> _ASSIGNMENT_
Beginning with the line that has "find: leafy plant" and ending with the line that has "blonde wavy hair", retype the entries below exactly, except for the pictures.

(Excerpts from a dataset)
•••
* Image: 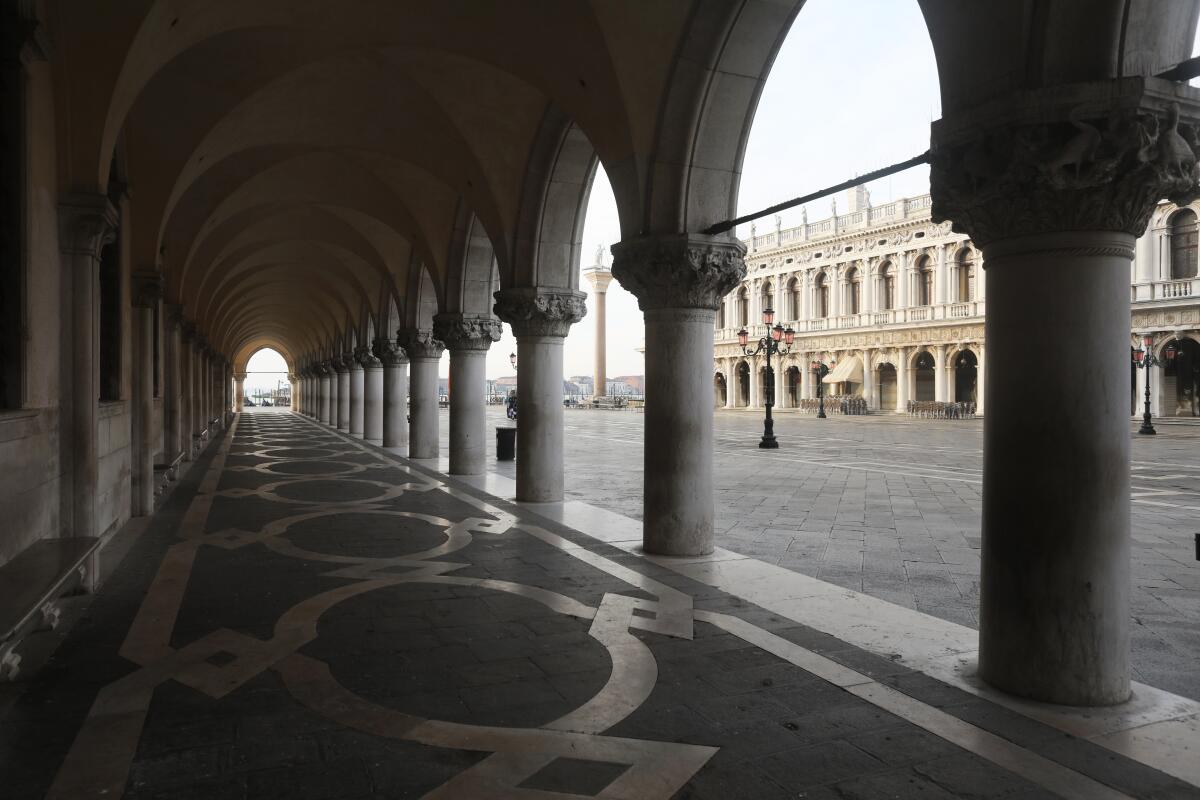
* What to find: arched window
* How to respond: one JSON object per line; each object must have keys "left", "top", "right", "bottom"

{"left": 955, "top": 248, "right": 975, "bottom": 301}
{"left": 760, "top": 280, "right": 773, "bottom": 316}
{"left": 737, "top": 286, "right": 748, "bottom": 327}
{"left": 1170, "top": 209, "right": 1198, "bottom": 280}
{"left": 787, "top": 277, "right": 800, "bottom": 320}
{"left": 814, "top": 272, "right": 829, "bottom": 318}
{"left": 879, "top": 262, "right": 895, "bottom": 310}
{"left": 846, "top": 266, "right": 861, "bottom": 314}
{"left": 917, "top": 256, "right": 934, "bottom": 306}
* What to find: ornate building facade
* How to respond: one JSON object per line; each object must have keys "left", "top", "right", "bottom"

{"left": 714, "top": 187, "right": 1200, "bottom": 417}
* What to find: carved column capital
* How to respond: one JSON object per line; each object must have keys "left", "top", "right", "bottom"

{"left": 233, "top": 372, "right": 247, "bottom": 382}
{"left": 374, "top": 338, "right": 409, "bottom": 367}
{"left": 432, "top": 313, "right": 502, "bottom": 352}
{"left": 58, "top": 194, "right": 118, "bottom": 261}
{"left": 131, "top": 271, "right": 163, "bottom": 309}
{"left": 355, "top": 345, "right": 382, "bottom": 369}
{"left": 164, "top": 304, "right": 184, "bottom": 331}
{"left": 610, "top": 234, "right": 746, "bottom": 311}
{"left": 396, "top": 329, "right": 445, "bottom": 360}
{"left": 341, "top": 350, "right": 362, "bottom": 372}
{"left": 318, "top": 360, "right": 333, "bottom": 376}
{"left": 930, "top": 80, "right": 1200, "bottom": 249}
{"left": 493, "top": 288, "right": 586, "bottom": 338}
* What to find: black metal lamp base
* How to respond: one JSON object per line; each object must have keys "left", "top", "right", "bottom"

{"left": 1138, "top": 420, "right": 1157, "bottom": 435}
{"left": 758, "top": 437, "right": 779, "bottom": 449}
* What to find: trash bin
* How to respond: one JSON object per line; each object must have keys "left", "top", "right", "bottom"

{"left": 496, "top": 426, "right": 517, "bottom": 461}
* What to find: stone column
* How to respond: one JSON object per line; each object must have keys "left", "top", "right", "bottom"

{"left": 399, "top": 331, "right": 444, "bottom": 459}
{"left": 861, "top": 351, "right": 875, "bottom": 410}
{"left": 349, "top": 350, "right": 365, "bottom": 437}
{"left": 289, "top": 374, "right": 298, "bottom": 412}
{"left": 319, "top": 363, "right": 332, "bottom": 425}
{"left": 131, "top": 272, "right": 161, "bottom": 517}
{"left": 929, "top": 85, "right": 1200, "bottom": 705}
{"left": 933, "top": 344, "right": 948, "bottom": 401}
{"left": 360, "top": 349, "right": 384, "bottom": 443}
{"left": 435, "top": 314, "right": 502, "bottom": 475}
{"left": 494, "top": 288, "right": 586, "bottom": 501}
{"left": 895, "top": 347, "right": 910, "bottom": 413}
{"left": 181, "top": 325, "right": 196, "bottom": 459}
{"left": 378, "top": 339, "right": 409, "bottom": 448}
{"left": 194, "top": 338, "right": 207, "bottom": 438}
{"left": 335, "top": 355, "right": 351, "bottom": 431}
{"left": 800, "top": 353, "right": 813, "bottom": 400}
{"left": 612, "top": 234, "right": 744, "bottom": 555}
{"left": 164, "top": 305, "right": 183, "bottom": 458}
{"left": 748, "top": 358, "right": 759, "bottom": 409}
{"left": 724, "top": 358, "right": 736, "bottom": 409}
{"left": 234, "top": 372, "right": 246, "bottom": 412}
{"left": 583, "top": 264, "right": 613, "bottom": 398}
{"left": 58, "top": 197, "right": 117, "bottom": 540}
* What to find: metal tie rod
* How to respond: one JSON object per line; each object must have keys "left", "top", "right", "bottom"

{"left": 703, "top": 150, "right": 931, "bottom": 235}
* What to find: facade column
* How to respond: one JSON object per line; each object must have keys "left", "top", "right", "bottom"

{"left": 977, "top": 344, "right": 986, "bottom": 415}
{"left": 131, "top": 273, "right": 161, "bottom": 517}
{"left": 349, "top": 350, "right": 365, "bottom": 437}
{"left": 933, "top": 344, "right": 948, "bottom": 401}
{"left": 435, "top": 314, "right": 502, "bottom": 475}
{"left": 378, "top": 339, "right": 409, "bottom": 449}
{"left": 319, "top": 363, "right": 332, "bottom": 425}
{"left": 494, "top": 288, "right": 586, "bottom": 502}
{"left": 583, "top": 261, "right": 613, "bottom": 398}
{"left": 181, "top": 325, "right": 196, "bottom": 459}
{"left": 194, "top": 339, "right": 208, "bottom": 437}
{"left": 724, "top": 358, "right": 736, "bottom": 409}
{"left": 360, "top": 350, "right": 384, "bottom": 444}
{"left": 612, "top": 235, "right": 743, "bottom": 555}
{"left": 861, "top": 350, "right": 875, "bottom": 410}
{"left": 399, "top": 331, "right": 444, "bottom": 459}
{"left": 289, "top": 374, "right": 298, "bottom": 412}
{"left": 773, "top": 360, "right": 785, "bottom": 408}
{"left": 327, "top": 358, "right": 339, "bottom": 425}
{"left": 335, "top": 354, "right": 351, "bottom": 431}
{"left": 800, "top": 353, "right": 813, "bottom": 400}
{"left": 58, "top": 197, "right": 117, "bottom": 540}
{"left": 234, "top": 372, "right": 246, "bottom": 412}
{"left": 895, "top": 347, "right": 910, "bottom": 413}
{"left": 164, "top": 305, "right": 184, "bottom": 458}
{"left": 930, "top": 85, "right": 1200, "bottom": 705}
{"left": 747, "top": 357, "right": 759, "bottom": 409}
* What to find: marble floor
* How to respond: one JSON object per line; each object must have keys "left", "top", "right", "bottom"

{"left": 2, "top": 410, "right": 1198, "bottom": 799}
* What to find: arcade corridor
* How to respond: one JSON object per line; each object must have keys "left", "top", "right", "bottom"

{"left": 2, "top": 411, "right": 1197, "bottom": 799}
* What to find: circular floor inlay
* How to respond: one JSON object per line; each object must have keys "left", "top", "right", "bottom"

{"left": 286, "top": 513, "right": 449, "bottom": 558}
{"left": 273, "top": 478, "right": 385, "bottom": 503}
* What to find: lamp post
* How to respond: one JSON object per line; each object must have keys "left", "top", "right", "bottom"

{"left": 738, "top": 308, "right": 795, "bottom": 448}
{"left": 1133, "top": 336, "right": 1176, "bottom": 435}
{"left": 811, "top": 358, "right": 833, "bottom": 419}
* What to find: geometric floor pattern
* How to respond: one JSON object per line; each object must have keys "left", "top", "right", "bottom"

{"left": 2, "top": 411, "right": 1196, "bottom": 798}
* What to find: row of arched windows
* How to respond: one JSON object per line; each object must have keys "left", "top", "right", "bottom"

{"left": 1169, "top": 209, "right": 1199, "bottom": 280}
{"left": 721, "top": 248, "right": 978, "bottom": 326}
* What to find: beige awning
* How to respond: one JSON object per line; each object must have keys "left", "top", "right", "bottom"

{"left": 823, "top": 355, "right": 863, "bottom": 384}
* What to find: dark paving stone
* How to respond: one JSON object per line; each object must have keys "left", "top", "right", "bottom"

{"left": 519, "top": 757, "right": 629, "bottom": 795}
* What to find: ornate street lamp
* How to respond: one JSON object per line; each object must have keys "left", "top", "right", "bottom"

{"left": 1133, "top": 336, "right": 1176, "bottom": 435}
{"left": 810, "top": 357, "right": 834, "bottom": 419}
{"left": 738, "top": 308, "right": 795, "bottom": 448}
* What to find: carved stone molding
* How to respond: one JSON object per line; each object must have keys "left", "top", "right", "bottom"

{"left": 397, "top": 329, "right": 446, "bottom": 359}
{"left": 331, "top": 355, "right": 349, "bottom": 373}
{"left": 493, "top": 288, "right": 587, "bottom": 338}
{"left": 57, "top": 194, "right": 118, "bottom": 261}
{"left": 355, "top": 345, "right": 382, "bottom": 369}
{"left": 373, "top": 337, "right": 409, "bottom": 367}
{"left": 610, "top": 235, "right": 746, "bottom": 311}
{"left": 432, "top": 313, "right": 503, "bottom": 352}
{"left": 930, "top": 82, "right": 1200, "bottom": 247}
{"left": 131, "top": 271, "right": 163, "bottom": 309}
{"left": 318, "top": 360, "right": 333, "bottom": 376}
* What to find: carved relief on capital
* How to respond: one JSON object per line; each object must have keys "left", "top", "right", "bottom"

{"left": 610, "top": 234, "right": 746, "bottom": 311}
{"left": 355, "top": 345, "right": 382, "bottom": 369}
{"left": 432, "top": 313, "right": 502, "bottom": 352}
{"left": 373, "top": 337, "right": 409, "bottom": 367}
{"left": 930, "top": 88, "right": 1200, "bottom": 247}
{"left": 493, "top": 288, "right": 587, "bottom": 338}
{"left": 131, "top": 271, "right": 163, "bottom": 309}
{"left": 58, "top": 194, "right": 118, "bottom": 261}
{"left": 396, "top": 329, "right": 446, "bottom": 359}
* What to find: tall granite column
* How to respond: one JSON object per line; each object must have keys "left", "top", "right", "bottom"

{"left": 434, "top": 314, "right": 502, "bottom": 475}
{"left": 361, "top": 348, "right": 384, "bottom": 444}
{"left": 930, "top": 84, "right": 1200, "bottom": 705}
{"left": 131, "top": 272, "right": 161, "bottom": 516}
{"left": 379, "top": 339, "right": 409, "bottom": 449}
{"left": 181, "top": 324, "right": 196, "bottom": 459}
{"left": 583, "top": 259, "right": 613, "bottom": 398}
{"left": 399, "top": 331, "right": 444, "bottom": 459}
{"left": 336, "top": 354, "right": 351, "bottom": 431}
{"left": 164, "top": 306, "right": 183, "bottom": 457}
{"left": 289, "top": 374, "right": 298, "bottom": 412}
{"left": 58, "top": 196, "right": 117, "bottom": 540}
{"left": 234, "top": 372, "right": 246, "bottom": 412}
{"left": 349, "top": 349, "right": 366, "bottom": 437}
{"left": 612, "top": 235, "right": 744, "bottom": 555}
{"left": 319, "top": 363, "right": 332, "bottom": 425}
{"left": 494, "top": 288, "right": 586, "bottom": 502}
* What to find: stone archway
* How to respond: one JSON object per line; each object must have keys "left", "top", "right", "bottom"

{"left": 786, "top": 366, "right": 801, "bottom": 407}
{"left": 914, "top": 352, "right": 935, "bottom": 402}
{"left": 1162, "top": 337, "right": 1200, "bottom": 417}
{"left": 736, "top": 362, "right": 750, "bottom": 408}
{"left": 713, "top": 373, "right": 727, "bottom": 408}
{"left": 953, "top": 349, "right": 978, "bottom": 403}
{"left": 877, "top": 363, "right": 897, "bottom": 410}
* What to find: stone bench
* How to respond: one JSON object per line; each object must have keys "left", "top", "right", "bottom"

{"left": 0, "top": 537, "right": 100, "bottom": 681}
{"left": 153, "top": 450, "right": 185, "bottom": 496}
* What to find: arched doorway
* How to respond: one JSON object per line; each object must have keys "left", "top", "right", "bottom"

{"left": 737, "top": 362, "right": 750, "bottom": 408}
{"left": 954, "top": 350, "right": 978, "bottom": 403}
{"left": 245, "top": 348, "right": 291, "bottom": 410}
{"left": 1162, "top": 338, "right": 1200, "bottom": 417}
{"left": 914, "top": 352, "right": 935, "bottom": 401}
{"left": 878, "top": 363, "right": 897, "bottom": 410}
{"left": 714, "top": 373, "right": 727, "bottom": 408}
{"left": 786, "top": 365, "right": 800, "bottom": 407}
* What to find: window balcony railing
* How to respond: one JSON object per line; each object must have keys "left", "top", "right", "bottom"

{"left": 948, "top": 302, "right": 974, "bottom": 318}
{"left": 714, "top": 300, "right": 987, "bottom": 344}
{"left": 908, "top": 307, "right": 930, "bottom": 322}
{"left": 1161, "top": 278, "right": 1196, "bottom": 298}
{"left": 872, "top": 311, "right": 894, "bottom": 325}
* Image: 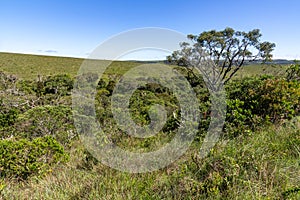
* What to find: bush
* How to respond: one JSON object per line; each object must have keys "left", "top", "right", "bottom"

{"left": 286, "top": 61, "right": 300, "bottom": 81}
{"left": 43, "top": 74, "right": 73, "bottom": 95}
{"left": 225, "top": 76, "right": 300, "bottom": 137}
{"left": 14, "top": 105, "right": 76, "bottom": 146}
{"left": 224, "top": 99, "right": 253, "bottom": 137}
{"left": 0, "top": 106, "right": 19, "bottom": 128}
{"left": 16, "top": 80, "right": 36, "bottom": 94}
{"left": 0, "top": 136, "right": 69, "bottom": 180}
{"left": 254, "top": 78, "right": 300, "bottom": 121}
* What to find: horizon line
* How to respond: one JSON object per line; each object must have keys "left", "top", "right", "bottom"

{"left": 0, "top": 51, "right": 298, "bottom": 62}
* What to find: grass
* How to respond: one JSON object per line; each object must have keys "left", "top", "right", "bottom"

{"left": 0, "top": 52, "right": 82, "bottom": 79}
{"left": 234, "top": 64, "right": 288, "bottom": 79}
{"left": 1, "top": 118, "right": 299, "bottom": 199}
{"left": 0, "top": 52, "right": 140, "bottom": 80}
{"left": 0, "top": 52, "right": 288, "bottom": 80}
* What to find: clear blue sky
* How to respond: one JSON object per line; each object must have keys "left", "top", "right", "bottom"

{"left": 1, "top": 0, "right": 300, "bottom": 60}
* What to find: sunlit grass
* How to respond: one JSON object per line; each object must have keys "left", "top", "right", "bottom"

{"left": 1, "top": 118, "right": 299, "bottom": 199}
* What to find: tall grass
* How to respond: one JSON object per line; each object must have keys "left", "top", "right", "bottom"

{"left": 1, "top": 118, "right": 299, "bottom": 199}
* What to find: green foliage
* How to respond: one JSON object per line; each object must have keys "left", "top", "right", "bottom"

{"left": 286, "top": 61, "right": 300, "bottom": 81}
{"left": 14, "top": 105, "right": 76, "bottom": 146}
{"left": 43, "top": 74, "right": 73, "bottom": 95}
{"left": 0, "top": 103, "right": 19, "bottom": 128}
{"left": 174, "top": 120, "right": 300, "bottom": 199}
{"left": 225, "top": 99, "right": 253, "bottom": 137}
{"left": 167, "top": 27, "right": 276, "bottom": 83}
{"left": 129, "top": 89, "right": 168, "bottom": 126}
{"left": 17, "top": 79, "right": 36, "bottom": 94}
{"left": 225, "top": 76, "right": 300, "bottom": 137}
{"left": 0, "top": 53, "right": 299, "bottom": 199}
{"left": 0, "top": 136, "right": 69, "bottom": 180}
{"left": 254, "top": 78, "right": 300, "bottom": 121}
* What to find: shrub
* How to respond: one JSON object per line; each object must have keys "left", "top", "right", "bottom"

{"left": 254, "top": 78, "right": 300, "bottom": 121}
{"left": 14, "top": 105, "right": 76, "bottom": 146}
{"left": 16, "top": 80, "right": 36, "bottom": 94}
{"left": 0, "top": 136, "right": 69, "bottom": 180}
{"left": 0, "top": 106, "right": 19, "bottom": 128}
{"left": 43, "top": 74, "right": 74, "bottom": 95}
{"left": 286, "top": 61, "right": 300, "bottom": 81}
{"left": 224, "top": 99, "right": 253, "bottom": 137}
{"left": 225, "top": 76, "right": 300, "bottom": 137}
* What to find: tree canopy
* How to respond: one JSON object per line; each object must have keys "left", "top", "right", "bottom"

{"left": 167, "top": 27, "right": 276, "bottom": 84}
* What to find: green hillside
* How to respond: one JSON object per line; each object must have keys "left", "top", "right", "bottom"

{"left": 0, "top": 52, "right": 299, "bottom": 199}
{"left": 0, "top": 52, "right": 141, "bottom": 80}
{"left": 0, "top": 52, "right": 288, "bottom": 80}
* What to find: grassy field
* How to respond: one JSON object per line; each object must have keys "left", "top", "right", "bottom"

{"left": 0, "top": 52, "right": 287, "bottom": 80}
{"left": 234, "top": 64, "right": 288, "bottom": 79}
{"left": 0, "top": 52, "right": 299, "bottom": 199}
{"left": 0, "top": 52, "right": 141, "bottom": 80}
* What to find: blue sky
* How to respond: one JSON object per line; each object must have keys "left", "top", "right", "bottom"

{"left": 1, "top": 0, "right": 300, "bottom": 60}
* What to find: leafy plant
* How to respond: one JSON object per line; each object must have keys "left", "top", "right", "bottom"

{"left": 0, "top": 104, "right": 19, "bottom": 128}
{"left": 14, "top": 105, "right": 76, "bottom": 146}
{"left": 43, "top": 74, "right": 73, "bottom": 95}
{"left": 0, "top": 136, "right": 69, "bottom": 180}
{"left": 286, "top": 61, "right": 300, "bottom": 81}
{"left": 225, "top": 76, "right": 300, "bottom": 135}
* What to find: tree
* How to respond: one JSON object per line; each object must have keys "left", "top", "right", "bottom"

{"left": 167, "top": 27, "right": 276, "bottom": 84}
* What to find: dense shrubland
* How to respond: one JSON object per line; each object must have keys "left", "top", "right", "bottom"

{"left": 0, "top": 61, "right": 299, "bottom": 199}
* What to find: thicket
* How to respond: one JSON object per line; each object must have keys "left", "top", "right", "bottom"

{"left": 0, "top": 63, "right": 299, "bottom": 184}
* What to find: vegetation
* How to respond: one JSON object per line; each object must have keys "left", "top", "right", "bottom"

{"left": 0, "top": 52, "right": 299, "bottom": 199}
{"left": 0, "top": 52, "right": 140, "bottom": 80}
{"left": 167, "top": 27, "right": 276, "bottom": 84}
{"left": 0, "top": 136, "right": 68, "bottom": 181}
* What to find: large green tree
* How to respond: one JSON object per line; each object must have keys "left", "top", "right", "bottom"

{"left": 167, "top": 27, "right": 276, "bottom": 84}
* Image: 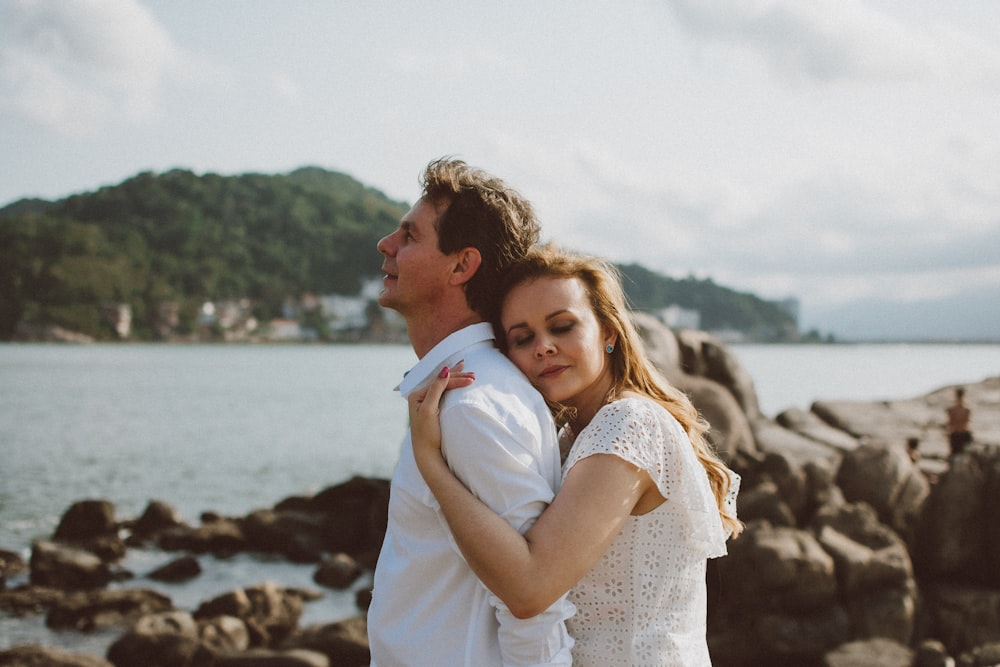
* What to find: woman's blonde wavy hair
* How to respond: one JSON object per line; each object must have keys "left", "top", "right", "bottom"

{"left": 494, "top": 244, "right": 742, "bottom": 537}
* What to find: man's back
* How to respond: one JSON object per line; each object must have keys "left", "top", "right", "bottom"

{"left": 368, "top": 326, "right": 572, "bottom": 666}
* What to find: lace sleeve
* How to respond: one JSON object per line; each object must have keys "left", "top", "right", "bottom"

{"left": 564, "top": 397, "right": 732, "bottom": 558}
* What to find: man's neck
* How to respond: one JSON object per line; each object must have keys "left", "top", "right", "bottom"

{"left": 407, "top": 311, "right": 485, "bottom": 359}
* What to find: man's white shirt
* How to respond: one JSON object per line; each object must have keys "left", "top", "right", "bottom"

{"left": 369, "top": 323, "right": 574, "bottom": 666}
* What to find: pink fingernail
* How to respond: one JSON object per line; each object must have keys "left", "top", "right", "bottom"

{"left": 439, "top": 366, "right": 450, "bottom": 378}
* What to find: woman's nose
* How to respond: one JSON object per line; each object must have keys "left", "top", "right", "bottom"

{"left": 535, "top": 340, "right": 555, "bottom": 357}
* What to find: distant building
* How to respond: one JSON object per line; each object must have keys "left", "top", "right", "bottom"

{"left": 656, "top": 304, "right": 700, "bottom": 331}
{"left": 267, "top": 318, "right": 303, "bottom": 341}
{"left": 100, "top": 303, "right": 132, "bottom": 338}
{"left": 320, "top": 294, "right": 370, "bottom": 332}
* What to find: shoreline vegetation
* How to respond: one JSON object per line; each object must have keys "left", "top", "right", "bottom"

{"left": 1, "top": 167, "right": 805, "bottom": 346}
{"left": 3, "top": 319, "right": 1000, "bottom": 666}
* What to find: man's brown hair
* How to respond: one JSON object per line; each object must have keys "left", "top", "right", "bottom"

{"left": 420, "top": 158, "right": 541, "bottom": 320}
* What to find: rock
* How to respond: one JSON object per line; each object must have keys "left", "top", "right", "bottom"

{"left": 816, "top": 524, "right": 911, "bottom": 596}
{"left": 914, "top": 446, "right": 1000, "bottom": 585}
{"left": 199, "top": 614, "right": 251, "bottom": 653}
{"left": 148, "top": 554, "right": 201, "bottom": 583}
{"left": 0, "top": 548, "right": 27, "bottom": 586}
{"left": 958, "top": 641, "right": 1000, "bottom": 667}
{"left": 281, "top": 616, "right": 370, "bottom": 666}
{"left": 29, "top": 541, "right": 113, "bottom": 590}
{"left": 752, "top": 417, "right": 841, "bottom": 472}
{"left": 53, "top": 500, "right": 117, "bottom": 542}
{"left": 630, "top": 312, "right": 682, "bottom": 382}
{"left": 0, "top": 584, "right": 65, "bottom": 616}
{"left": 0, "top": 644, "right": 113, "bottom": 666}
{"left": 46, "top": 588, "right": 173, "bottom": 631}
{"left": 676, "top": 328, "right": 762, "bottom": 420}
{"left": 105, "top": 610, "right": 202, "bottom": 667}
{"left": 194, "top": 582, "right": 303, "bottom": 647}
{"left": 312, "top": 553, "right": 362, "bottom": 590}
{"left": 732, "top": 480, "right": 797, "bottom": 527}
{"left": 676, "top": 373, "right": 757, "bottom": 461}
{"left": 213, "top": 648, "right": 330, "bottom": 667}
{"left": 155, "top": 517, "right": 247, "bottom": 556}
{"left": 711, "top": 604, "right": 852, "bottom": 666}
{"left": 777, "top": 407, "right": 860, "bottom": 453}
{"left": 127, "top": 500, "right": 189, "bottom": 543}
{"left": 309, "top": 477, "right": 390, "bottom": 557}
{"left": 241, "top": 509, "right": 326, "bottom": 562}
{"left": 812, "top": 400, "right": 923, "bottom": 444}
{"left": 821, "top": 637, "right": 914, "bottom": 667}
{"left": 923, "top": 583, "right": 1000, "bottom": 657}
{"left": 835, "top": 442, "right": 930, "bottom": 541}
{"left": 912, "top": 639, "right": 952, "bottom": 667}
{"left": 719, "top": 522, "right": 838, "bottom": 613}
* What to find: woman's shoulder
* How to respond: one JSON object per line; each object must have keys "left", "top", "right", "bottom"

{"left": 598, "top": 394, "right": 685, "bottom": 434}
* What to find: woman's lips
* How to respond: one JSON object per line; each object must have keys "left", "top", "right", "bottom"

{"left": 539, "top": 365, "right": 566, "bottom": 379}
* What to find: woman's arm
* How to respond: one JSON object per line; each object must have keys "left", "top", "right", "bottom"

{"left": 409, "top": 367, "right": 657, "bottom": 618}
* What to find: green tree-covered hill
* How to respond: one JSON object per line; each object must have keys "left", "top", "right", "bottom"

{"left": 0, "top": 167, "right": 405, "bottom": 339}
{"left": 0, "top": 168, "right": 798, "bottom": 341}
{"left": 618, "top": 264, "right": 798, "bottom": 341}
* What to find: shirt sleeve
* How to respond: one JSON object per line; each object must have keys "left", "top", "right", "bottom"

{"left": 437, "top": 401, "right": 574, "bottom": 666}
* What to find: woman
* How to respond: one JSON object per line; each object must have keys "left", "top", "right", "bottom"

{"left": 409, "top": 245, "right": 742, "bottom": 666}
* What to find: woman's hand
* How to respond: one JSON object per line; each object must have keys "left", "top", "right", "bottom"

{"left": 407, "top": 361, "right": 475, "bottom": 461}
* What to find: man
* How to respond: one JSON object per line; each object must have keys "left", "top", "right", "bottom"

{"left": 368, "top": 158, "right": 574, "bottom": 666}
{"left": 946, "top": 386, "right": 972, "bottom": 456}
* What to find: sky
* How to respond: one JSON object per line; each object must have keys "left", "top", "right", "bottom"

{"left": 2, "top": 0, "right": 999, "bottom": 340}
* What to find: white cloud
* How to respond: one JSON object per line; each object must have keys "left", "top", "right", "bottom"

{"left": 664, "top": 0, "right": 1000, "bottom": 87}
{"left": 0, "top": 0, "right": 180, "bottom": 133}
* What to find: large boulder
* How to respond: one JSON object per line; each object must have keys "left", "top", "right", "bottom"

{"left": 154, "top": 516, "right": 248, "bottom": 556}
•••
> _ANSWER SECTION_
* What to find: leafy plant
* How to respond: one JSON object per line; each object must have keys "left", "top", "right", "bottom"

{"left": 0, "top": 104, "right": 19, "bottom": 128}
{"left": 14, "top": 105, "right": 76, "bottom": 146}
{"left": 43, "top": 74, "right": 73, "bottom": 95}
{"left": 0, "top": 136, "right": 69, "bottom": 180}
{"left": 286, "top": 61, "right": 300, "bottom": 81}
{"left": 225, "top": 76, "right": 300, "bottom": 135}
* What to find: tree
* How to respond: one JSON object per line; each object must have keys "left", "top", "right", "bottom"

{"left": 167, "top": 27, "right": 276, "bottom": 84}
* What to find: dense shrubland
* How to respond: one JSON object per line; each object must have keys "left", "top", "right", "bottom"

{"left": 0, "top": 61, "right": 299, "bottom": 199}
* What to find: thicket
* How to respond: one JSON object per line; each object must have keys "left", "top", "right", "bottom"

{"left": 0, "top": 63, "right": 299, "bottom": 184}
* What to find: vegetation
* How to respond: one JSON object per line; each object must have keys "left", "top", "right", "bottom"

{"left": 0, "top": 52, "right": 299, "bottom": 199}
{"left": 0, "top": 52, "right": 140, "bottom": 80}
{"left": 167, "top": 27, "right": 276, "bottom": 84}
{"left": 0, "top": 136, "right": 68, "bottom": 181}
* What to find: large green tree
* How to respond: one JSON object per line; each object must have keys "left", "top", "right", "bottom"

{"left": 167, "top": 27, "right": 276, "bottom": 84}
* Image: 
* What to find: woman's blonde wavy hair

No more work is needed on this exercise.